Task statement: Continue the news story about Nikki Emerton and her day at the London Terminal Control Centre during the 9/11 attacks, picking up after its final sentence.

A Salisbury woman has shared her experience of working at the London Terminal Control Centre on the day of the 9/11 attacks.

After the horrific incidents of September 11, 2001, where plane hijackers carried out a series of deadly attacks in America, air travel changed drastically.

Not only did security checks become much stricter, but people became understandably more nervous about flying which caused the aviation industry across the world financial hardship.

On that terrible day twenty years ago, Nikki Emerton was a 29-year-old working in accommodation services at the old London air traffic control centre in Hillingdon (LTCC).

Within the next six months, Miss Emerton, who was a single mother-of-two, would be made redundant in cuts to the industry, making a series of decisions triggered by the events of 9/11 that brought her to Alderbury, Salisbury, where she now lives.

She now has four children, as well as two grandchildren with a third on the way, and lives with her partner who she met at the London Terminal Control Centre all those years ago.

Material provided:

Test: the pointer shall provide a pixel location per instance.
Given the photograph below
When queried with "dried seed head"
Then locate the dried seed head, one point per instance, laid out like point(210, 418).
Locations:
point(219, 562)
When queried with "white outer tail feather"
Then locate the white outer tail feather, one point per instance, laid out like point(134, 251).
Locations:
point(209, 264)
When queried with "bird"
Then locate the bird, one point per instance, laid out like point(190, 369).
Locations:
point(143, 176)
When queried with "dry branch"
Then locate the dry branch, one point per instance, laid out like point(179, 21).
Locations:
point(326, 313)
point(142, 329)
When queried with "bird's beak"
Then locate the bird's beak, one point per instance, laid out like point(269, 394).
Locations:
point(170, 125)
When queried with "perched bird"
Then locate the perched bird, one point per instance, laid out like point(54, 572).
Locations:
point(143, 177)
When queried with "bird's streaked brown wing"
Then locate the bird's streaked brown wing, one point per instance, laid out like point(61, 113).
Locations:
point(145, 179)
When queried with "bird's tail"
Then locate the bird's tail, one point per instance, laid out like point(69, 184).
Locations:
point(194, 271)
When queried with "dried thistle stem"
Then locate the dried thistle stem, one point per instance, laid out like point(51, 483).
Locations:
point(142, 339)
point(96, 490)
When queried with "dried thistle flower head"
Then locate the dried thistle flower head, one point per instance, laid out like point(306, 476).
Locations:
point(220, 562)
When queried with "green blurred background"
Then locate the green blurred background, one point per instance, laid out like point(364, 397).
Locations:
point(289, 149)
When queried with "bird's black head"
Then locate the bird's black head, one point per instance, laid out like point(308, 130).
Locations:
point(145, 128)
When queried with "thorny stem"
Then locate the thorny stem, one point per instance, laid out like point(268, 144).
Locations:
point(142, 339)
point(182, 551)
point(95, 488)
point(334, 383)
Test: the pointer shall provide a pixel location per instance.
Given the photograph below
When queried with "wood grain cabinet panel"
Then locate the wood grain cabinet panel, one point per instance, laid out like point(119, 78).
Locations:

Response to this task:
September 11, 2001

On the events of that day, she said: “It was very surreal, there was no time to go ‘oh my gosh’ and really take in what had happened in America and the enormity of it.

“It was fighting fire, I guess. You had to start dealing with the reality of all these additional flights in the air, and where they were going to go.

“I was asked to start making up the rooms because the air traffic controllers were staying on duty because of what was happening in the skies. Airplanes that were due to go anywhere near America were all turned back.

“All the air traffic controllers were prioritising where those planes were going to go, which ones needed to land first, which ones needed to dump fuel, and it was very apparent that we needed more staff.

“I was asked to then provide for those extra staff in as much as getting caterers in, providing food around the clock, because you didn’t know how long the situation was going to last.

“They’d sleep for four hours and come back on duty and keep this going for as long as needed to manage the skies.”

“It is not going to go away.”

On the measures in place in the UK at that time, Miss Emerton suggests it was probably one of the most prepared countries for disaster recovery or a terrorist attack.

She grew up in West London, at a time when the threat of IRA attacks was always in the back of Londoners minds: “In my lifetime there has never been an absence of threat.

“I even remember going to work aged sixteen and then you had the bombings in the late 80s.

“You don’t have a choice not to go to work because there might be a bomb on the tube, you just had to go.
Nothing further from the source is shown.